Task objective: Exactly as written, reproduce all of the entries.

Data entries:
-=-=-
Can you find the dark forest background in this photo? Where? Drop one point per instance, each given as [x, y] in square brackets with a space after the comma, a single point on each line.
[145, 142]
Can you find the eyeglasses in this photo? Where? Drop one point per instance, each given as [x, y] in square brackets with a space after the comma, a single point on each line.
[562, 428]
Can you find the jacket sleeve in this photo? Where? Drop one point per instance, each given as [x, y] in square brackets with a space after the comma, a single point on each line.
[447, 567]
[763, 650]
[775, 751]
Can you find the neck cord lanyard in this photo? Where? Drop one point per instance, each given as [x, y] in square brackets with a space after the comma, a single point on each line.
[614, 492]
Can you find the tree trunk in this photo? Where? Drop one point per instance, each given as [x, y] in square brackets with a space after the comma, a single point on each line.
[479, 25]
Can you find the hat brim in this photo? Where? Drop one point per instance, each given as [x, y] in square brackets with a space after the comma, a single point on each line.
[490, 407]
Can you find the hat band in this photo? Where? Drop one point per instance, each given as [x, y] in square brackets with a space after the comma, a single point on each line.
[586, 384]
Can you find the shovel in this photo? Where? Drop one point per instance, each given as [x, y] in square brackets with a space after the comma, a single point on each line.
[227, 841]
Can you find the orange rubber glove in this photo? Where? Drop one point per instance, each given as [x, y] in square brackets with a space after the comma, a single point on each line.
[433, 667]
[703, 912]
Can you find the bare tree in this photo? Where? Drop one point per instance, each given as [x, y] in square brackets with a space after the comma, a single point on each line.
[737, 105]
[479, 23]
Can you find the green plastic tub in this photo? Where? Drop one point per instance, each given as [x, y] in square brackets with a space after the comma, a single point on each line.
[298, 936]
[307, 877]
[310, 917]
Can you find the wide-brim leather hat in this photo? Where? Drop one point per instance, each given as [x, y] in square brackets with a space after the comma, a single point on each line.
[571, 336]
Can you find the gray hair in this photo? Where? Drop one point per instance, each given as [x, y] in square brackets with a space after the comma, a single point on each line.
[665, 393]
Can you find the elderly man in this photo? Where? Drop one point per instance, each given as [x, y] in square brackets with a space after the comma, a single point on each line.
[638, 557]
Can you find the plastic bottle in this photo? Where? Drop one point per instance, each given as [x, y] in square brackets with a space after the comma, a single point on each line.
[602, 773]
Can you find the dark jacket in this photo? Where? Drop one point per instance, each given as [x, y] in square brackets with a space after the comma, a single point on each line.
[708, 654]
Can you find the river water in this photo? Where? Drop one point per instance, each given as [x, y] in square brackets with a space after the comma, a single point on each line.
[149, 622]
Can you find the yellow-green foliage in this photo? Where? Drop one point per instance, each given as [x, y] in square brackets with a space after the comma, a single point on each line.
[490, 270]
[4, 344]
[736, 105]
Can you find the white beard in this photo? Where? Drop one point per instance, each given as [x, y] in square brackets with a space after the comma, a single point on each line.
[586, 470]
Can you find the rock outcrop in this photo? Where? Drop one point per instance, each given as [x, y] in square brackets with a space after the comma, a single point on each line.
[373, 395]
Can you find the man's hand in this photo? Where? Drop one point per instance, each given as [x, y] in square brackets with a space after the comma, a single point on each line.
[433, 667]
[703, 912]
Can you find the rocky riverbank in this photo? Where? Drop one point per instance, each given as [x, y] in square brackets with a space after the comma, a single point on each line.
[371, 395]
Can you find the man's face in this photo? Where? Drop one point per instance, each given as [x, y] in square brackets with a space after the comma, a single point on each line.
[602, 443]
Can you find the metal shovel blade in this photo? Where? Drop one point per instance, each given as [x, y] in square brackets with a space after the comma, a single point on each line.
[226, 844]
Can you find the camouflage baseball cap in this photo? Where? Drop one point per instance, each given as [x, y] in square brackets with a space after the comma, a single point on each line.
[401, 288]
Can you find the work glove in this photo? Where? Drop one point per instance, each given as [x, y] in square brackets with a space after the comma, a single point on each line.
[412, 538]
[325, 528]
-=-=-
The completed task:
Can you find the dark forest background in this photo? Where? Drop one point per instance, each given as [x, y] in square brackets with a space after the comma, a single point on each line.
[145, 142]
Can you find the eyeglasses in this photo? Where? Drop one point per instance, each given as [x, y] in square brackets with a space after the comma, a single point on each line.
[562, 428]
Can you find the jacket sleeve in this photo? Where? Drop one point per instance, each given as [x, y] in square brackets with a space after the comma, a single point on each line.
[447, 567]
[763, 650]
[775, 751]
Can you find the neck cord lanyard in this photo? Where? Drop one point per instance, each given as [x, y] in square brackets with a space after the comma, a single point on each line.
[614, 492]
Can you find the tree trunk in this photo? Where? Drop one point per instance, each given as [x, y] in square brackets with a space after the comma, a single point on each line.
[479, 25]
Can you find the hat brim in this photo? Where? Drop one point per instance, each given as [x, y] in square brackets with a space after the comma, a single point on each line.
[490, 407]
Can you find the hat band in this photo? Where? Drop one point per instance, each given as [x, y] in square brackets with a space after the comma, a single point on each line.
[586, 384]
Can you find the shovel in this photo? Where? Drop one point per instance, each given as [x, y] in square brackets with a space after the comma, a single point on each line.
[227, 841]
Can you find the orange rubber glove in this photo? Where? Drop one point per instance, each given as [x, y] in square brackets with a space after the comma, a single point on each line.
[433, 667]
[703, 912]
Can you find the bare tree in this photo? Where? Drop one point per instance, each given as [x, y] in square brackets with a space after the comma, a single point on each line.
[737, 105]
[479, 23]
Can you find the green plastic tub in this photo? Where? Drop one point per instance, each given as [x, y] in square brackets with a space after the comma, a single point on each line.
[298, 936]
[307, 877]
[310, 917]
Can you find the wide-brim leather hat in this photo? Where? Drop one point per instance, each given as [x, y] in square brackets with a space after the comma, a single point on each line.
[571, 336]
Can you find the gray hair in this photo? Where? Drop one point per instance, each given as [x, y] in square brackets with a space after the comma, a single point on each line.
[665, 393]
Can you find the elderly man in this photo? Where? Drop one point per instance, each given as [x, y] in square brackets with a space after the comma, a single point on each line.
[638, 557]
Can you find the plastic bottle in this photo? Where? Drop one point per instance, each given as [x, y] in square brackets with a space after the comma, a single point on each line.
[602, 773]
Can you find the dark jacket in this photo? Where? Drop one point per instance, each given as [x, y] in square brackets with a space after the comma, a single point on each line.
[708, 654]
Can you find the river water in this photo? Where? Drop one point per instance, each given as [x, y] in square brackets with a space after the comma, a single point on each line.
[149, 622]
Can you find the yellow-green foliage in this photo? Where? Drop one point per instance, each given as [x, y] in square brackets with a space after the comma, a single point on each line.
[490, 270]
[4, 344]
[736, 105]
Can you find the white beard in this photo? Where? Drop one point per instance, each given as [x, y] in square brackets with a space after the comma, a single point on each line.
[586, 470]
Can you find the rock outcrop in this photo? Where? Drop one point per instance, each given as [x, y] in square brackets with a space after the comma, a single point on each line.
[373, 395]
Can you find the man's hand in this photo? Where? Drop one point per instance, each given as [x, y] in square brackets with a space after the comma, a single point on each line.
[433, 667]
[703, 912]
Can you find the rocky riverbank in this photo? Where? Drop one point per instance, each given as [x, y] in square brackets with a space after the comma, a single point on each line.
[371, 395]
Can you find the man's face in this photo? Where? Drop one point per instance, each given as [x, y] in square brackets with a space after the comma, a single point on each line.
[602, 443]
Can you find the metal shovel blade in this photo? Where? Drop one point per instance, each given as [x, y] in square brackets with a space after the comma, a single point on each line.
[226, 844]
Can you find the camouflage baseball cap in this photo? Where? Drop one point per instance, each given as [x, y] in square brackets with a space after the comma, a single point on each line.
[401, 288]
Can you find the work glove in this photo? Where? Drop one point per instance, each given as [x, y] in square brackets with a space after the comma, a single point on each line.
[412, 538]
[325, 528]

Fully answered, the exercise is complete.